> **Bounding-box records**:

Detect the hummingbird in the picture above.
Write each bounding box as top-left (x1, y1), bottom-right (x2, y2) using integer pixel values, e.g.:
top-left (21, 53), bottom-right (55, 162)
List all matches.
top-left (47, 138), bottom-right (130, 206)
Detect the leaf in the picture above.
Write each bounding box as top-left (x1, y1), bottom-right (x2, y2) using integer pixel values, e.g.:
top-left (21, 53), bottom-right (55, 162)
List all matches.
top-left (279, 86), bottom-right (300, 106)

--

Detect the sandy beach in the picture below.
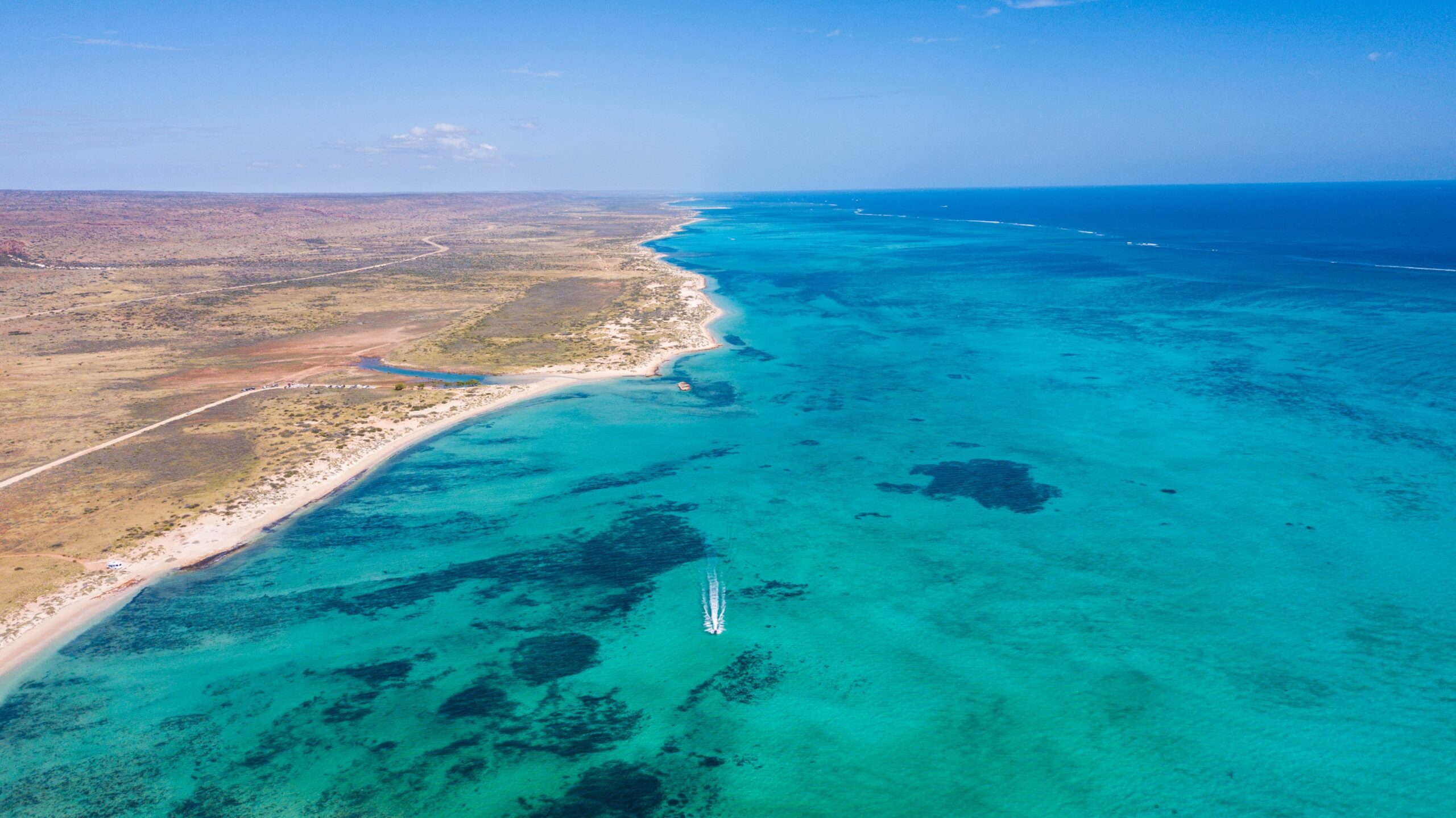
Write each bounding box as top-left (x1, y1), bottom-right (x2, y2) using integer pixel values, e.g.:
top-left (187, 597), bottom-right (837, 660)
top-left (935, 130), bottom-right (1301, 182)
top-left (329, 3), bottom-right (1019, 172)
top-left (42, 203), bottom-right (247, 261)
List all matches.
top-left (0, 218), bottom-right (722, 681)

> **Objective**: Repeat the lines of the records above word for word, from the line containing "Detect the leaf in the picture above." through the line containing "top-left (279, 86), bottom-right (300, 106)", including both of those lines.

> **Output below**:
Detect the leaf in the picture above.
Write each bounding box as top-left (x1, y1), bottom-right (x2, y2) using integer pixel values, e.g.:
top-left (21, 53), bottom-right (55, 162)
List all matches.
top-left (279, 86), bottom-right (300, 106)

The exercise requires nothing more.